*Your assignment*. Should a line below contain the word "instance", report it.
[[ Material for this task, beginning ]]
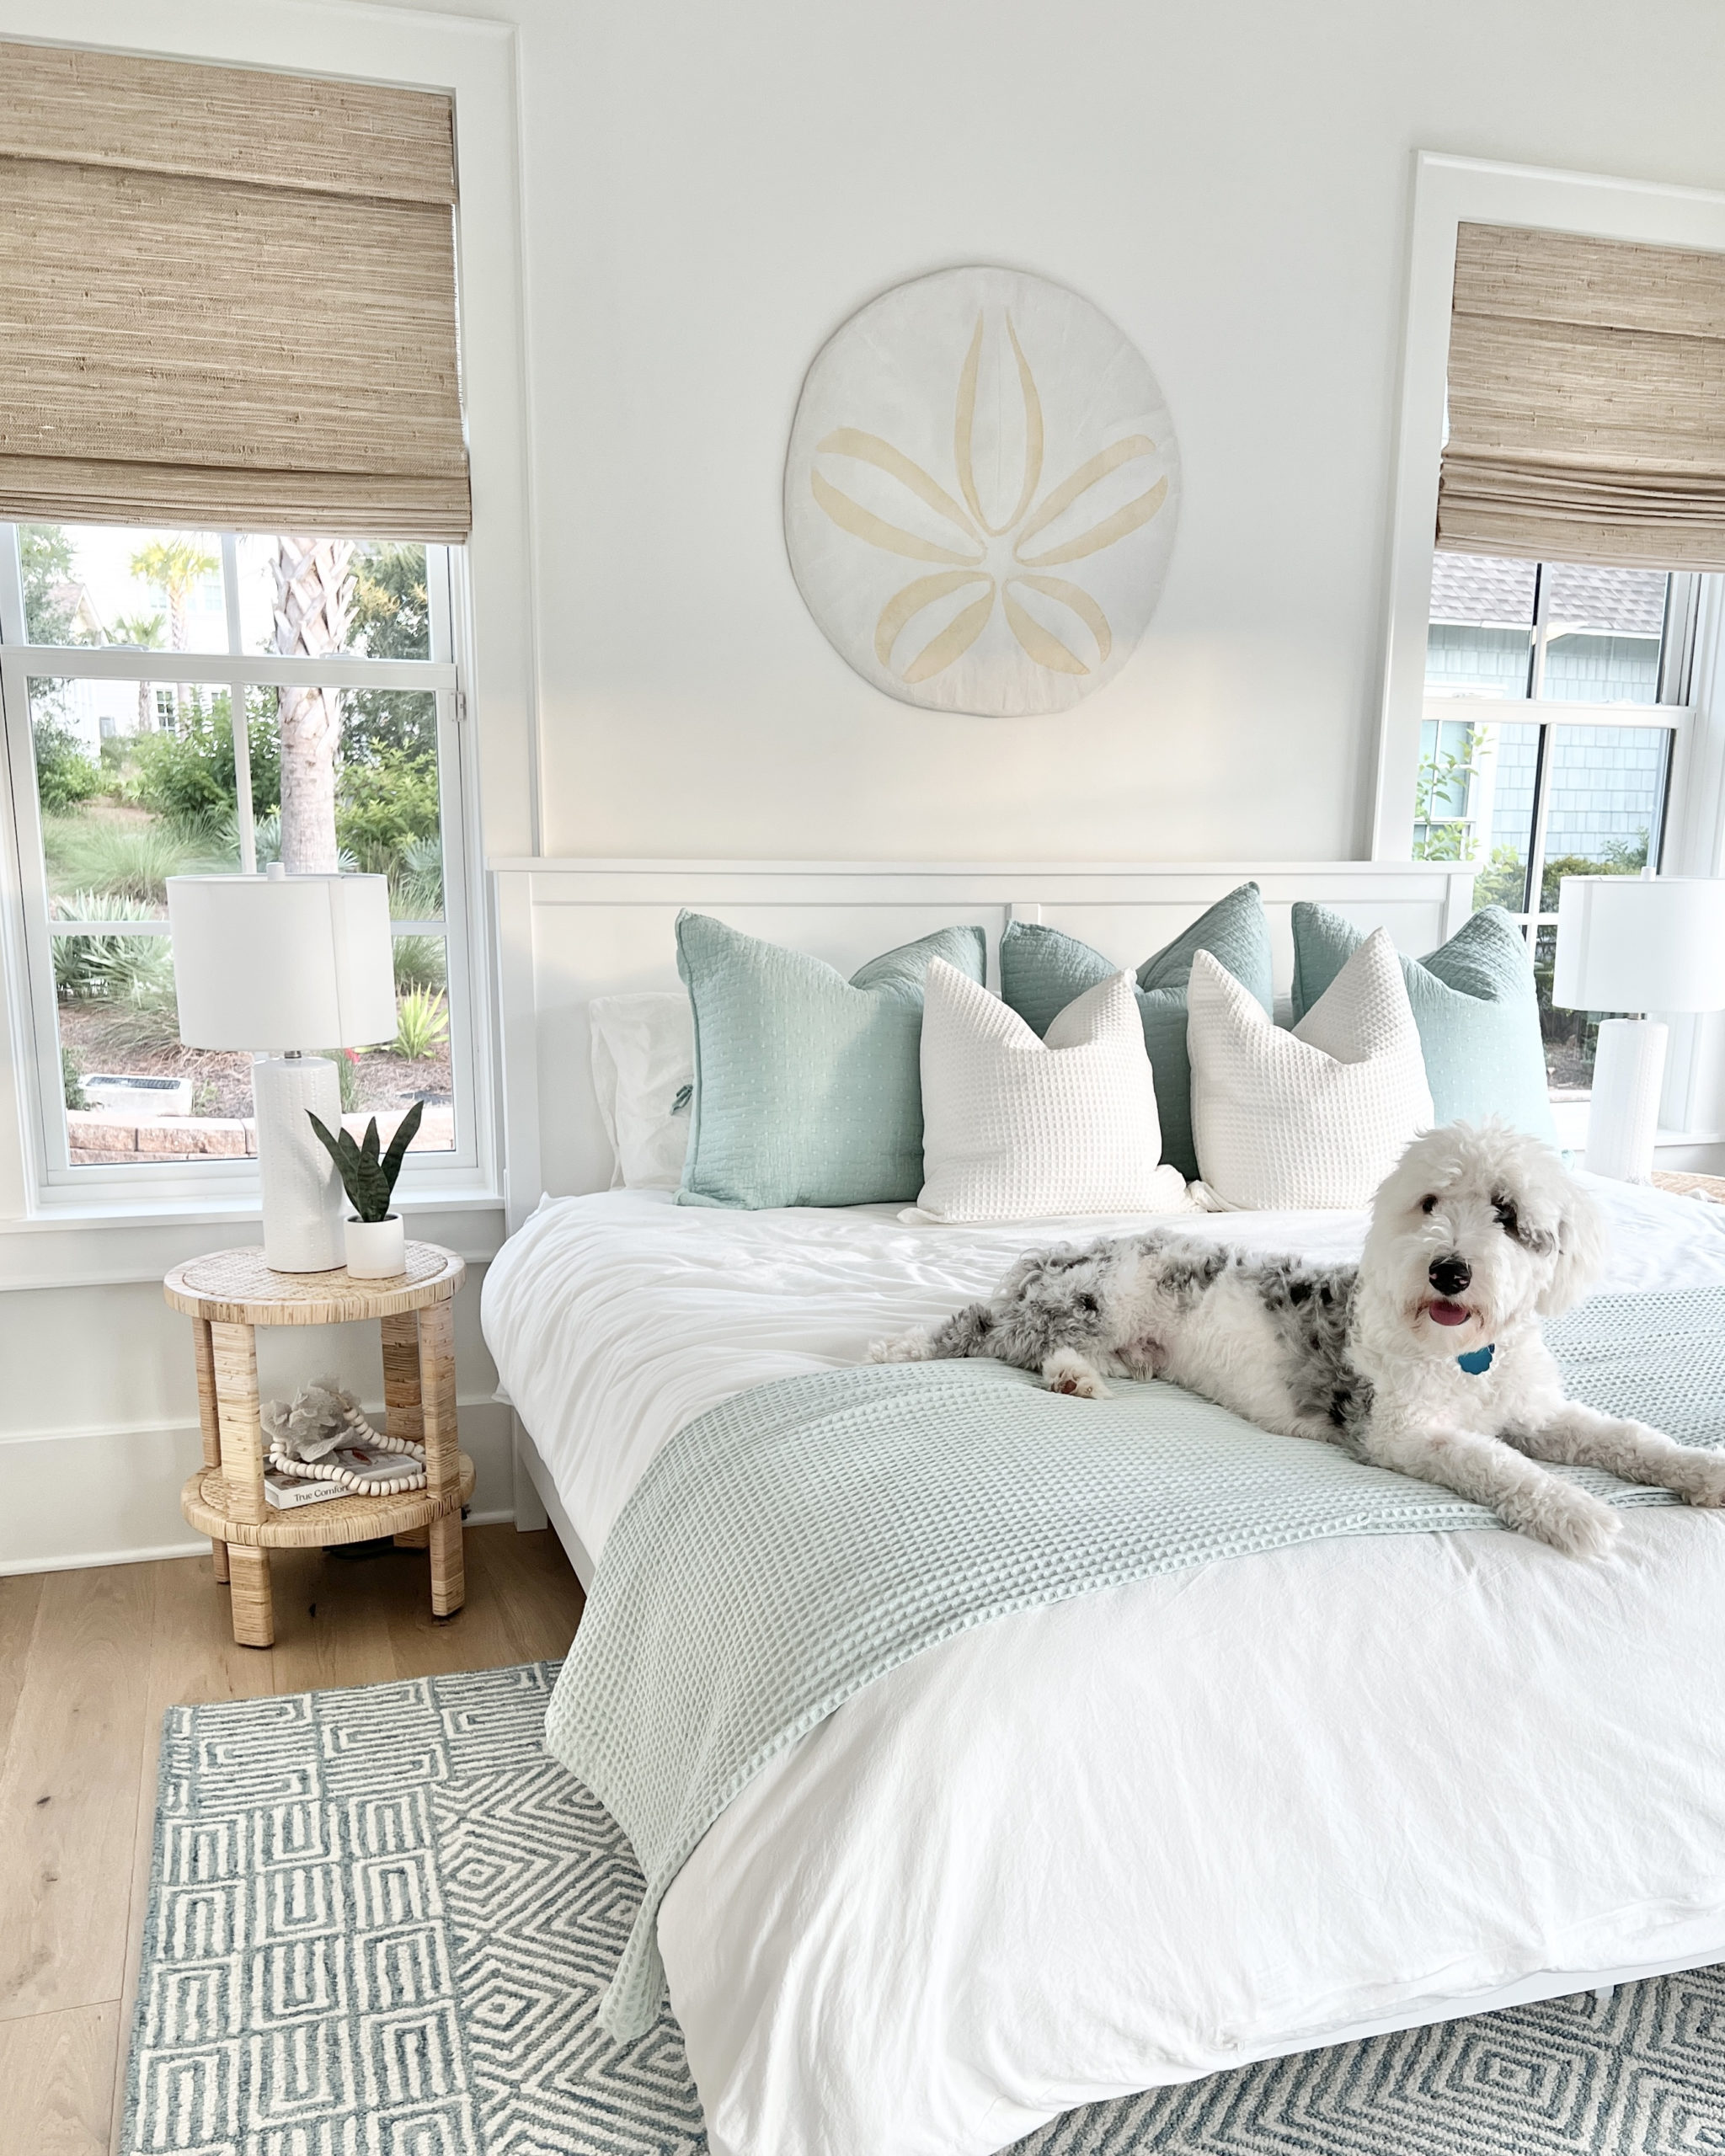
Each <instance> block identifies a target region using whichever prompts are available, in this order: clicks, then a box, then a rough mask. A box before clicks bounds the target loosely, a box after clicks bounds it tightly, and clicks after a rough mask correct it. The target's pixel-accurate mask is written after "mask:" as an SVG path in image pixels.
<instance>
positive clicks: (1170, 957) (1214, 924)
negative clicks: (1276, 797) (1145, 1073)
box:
[[ Material for this task, end ]]
*Output below*.
Each <instance> block identifies a target region using whichever prompts are available, in this order: clicks, then a box, then a rough mask. A box before clicks bounds the target loosely, a box after clicks bounds it tightly, and clicks after a rough mask correct it. The target's pixel-accurate mask is written after "mask:" as an SVG path in image pixels.
<instance>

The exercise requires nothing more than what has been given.